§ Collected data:
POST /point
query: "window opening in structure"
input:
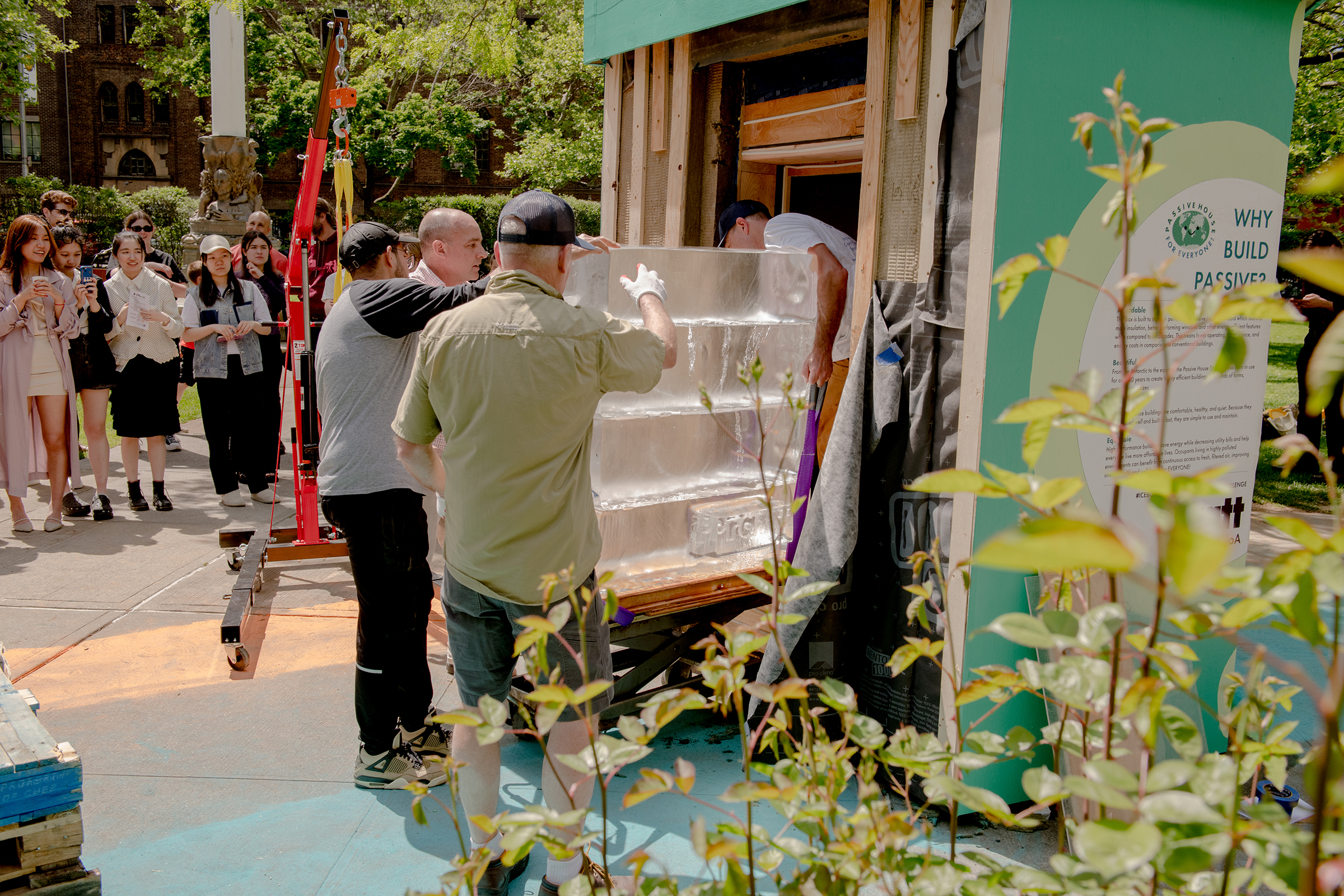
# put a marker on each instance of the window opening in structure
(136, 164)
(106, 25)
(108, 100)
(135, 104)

==

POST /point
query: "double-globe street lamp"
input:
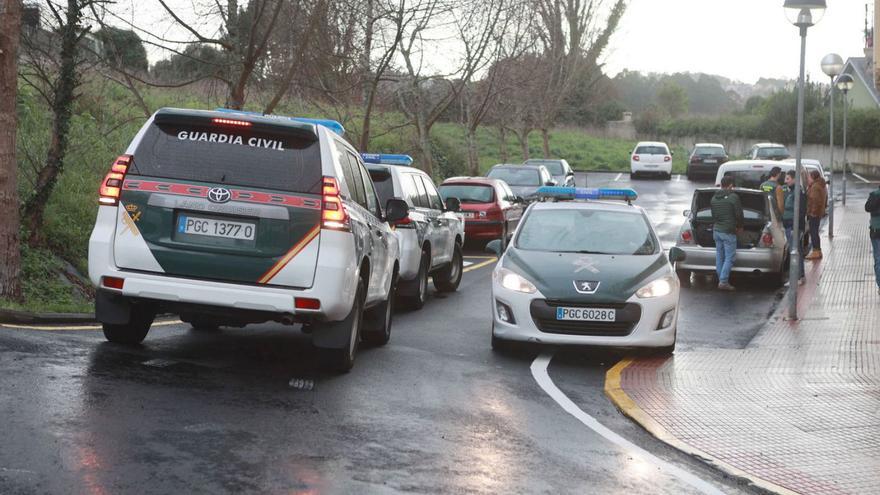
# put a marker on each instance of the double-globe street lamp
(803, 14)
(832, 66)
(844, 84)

--

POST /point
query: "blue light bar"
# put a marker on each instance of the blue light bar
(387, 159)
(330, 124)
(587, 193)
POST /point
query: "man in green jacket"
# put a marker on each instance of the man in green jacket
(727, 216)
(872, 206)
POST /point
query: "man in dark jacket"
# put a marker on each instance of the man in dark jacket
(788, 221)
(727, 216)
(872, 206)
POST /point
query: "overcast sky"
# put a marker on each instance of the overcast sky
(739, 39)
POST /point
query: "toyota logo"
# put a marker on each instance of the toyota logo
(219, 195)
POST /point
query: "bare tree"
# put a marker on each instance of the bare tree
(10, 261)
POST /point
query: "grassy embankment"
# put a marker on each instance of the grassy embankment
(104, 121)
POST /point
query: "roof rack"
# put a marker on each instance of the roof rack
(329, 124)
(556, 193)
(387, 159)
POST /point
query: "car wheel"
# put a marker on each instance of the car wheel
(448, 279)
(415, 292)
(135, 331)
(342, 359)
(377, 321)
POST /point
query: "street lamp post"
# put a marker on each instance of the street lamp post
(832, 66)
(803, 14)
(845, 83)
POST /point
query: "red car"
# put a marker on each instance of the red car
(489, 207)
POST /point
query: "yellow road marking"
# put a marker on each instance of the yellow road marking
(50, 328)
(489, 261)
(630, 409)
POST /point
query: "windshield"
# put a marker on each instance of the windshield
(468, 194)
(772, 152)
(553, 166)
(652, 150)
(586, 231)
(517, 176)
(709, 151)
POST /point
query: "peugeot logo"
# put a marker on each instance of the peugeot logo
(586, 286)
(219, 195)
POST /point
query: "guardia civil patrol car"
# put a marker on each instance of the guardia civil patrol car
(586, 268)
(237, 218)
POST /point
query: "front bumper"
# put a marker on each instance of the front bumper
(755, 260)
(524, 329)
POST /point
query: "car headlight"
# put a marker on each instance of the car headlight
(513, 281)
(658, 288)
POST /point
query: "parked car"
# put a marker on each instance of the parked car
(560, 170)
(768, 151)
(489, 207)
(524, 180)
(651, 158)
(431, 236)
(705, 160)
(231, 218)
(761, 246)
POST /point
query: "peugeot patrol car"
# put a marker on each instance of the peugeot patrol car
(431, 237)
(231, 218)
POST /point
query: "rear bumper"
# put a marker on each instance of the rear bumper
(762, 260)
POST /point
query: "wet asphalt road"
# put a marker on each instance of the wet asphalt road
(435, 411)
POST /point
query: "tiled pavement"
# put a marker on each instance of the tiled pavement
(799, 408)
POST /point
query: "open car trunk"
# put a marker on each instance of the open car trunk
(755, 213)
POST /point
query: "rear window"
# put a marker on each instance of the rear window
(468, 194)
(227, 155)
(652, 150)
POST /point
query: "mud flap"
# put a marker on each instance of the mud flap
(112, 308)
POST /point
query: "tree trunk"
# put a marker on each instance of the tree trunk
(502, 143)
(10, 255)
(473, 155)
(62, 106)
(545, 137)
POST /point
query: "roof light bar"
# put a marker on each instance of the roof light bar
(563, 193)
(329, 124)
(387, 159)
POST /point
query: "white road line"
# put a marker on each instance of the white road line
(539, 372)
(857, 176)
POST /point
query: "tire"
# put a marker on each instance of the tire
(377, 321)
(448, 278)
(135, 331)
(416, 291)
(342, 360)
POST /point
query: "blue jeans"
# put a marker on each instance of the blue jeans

§ EXERCISE:
Read the entries and show each line that mentions "jeans".

§ ANSWER TO THE PROBLEM:
query: "blue jeans"
# put a marker on each instance of the blue jeans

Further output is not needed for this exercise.